# [Text provided]

• • • • •

Towards Guided Descent: Optimization Algorithms for Training Neural Networks At Scale

Abstract: Neural network optimization remains one of the most consequential yet poorly understood challenges in modern AI research, where improvements in training algorithms can lead to enhanced feature learning in foundation models, order-of-magnitude reductions in training time, and improved interpretability into how networks learn. While stochastic gradient descent (SGD) and its variants have become the de facto standard for training deep networks, their success in these over-parameterized regimes often appears more empirical than principled. This thesis investigates this apparent paradox by tracing the evolution of optimization algorithms from classical first-order methods to modern higher-order techniques, revealing how principled algorithmic design can demystify the training process. Starting from first principles with SGD and adaptive gradient methods, the analysis progressively uncovers the limitations of these conventional approaches when confronted with anisotropy that is representative of real-world data. These breakdowns motivate the exploration of sophisticated alternatives rooted in curvature information: second-order approximation techniques, layer-wise preconditioning, adaptive learning rates, and more. Next, the interplay between these optimization algorithms and the broader neural network training toolkit, which includes prior and recent developments such as maximal update parametrization, learning rate schedules, and exponential moving averages, emerges as equally essential to empirical success. To bridge the gap between theoretical understanding and practical deployment, this paper offers practical prescriptions and implementation strategies for integrating these methods into modern deep learning workflows.

• The paper establishes that curvature-aware optimizers (e.g., KFAC) achieve statistically optimal feature learning, surpassing classical first-order methods.
• It presents modular norm design that reframes optimizer construction, enabling layerwise hyperparameter transfer and robust scaling in large-scale training.
• Empirical experiments confirm that advanced preconditioning and tailored learning rate schedules lead to faster convergence and improved generalization.

Guided Descent: Algorithmic Principles and Practical Innovations for Neural Network Optimization

Introduction

This work provides a comprehensive analysis of the algorithmic evolution, foundational principles, and practical integration strategies for optimization algorithms in large-scale neural network training. It dissects the empirical success of canonical algorithms like SGD and Adam, exposing their limitations through the lens of geometry and statistical feature learning. The study establishes a throughline from classical first-order and second-order methods to recent advances in curvature-aware optimization, modular norm-based design, and large-scale engineering practices.

• • • • •

# [Written task]
Continue the overview of optimization algorithms for training neural networks from its last sentence, carrying the introduction forward.

# [Information supplied]
• • • • •

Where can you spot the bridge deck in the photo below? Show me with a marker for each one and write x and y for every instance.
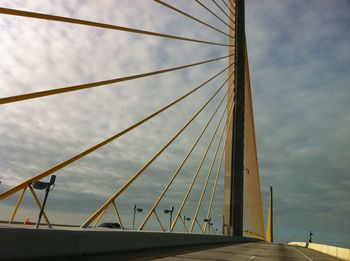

• • • • •

# [Response to the exercise]
Classical Optimization Methods: Foundations and Limitations

The initial investigation deconstructs the empirical success and theoretical shortcomings of first-order optimizers.

Pure SGD and its momentum-based variants (Polyak, Nesterov) are documented to be limited by their axis-aligned update schemes, struggling in highly anisotropic or ill-conditioned loss landscapes and failing in effective feature learning when input data exhibits strong covariance structure (Figure 1).

Figure 1: Visualization of steepest descent under a quadratic norm, highlighting slow convergence in ill-conditioned valleys.

Second-order methods (Newton’s, quasi-Newton, L-BFGS) provide affine-invariant convergence and rapid minimization in convex landscapes. However, their computational infeasibility for billion-parameter models, sensitivity to stochastic gradients, and lack of out-of-sample generalization robustness restrict practical adoption. The problem is further highlighted by empirical evidence that, in nonconvex high-dimensional settings, second-order trajectories often converge to suboptimal sharp minima, impacting generalization.

Curvature-Aware Preconditioning: From Gauss-Newton to Structured Approximations

The paper thoroughly reviews curvature matrix-based preconditioners, particularly the Fisher Information Matrix (FIM) and Generalized Gauss-Newton (GGN), and discusses the computational impracticalities of direct usage.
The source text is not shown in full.